## Task statement
List the words the letters of EMDR stand for, as the passage on trauma therapy spells them out.

## Exercise passage
+-------+
Your therapist is trauma-informed and ready to begin this journey with you. While some of our clinicians are EMDR (Eye-Movement Desensitization Reprocessing) trained, all of our therapists are trauma-informed and equipped in helping you through this journey.

Trauma is so complex, and if it goes unresolved, it’s likely to accumulate more problems over time. By committing to trauma therapy at The Therapy Gal, you can feel empowered to take back your life, and allow yourself to experience your life as it once was prior to the traumatic event.

Frequently Asked Questions about Therapy for Trauma

What is EMDR online therapy?

EMDR (Eye Movement Desensitization and Reprocessing) is a type of psychotherapy that enables people to heal from the symptoms and emotional distress that are the result of disturbing life experiences. Repeated studies show that by using EMDR individuals can experience the benefits of psychotherapy that once took years to make a difference. EMDR therapy shows that the mind can in fact heal from psychological trauma much as the body recovers from physical trauma.
+-------+
## Referring expression data
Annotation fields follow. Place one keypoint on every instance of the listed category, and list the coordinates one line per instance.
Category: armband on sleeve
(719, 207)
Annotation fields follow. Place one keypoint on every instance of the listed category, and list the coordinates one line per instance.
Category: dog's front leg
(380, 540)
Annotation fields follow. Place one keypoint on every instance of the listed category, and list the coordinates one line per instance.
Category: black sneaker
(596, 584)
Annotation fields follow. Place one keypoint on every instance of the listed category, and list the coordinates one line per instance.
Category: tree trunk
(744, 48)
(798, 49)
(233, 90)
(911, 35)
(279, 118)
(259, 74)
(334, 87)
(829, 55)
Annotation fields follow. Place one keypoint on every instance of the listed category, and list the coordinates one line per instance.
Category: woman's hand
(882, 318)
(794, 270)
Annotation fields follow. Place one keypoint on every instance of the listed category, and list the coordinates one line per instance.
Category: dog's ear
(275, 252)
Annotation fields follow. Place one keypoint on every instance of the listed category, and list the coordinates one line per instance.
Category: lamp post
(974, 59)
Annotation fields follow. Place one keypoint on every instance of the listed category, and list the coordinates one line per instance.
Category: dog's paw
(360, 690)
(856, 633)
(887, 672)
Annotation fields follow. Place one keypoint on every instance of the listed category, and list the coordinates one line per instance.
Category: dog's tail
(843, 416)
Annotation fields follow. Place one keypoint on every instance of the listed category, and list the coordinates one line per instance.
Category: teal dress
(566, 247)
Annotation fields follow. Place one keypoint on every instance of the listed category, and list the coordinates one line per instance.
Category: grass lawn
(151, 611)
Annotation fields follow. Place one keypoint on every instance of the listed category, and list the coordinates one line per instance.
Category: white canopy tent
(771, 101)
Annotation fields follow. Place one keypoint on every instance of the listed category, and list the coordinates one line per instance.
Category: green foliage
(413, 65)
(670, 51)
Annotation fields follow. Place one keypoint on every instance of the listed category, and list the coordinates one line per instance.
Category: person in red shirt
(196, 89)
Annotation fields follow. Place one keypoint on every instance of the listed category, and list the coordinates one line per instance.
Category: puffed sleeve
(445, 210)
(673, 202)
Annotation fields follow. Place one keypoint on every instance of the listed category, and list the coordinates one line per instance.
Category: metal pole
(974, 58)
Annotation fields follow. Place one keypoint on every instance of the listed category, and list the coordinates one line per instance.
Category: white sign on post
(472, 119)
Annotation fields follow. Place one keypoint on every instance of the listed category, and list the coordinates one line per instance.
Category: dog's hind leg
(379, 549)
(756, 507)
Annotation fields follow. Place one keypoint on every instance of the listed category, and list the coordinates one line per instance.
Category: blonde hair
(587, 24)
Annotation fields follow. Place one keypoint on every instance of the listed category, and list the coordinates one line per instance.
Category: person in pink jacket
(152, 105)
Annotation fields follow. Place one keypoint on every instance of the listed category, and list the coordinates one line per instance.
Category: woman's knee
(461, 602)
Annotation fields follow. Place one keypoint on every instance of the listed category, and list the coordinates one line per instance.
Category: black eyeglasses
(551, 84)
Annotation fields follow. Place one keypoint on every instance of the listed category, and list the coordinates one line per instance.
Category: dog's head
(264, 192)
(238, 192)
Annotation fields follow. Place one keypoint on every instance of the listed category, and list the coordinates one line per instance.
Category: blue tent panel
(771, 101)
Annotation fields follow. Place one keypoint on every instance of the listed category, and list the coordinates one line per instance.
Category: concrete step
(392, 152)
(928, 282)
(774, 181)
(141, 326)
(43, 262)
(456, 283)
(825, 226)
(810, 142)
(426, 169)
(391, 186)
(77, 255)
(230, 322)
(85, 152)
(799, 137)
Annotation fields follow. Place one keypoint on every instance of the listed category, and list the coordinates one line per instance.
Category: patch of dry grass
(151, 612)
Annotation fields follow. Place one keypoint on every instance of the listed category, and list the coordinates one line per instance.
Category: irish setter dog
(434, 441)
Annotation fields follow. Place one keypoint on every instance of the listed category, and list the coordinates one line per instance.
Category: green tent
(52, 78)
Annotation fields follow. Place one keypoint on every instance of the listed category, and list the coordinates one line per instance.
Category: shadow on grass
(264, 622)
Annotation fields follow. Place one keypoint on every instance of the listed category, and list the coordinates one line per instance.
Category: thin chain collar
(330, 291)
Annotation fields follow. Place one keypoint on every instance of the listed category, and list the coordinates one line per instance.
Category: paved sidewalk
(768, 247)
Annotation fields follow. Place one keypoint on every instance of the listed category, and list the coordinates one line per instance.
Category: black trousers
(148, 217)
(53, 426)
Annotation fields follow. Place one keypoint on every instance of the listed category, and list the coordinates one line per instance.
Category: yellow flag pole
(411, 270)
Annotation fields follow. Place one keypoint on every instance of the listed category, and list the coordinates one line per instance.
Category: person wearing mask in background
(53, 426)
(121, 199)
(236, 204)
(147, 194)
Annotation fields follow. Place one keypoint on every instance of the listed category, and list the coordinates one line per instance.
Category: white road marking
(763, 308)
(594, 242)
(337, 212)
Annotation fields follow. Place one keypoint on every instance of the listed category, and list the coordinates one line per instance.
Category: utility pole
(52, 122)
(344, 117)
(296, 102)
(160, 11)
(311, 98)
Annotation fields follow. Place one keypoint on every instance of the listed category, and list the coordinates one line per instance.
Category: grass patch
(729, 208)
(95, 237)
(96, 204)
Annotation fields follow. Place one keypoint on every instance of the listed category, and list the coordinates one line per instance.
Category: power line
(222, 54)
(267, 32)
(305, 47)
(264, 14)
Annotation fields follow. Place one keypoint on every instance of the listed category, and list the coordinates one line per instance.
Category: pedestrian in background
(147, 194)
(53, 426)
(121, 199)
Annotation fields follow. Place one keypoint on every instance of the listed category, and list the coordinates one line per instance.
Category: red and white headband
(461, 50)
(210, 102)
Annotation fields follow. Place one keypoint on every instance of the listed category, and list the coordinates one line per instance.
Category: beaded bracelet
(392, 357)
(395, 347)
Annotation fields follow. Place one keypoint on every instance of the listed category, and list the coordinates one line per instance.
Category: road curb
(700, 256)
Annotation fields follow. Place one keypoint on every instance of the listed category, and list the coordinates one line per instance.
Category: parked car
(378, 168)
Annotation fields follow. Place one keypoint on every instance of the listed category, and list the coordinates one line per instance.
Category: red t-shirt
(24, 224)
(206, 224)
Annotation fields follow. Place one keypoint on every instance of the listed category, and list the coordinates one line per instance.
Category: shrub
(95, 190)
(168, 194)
+-------+
## Problem solution
Eye, Movement, Desensitization, Reprocessing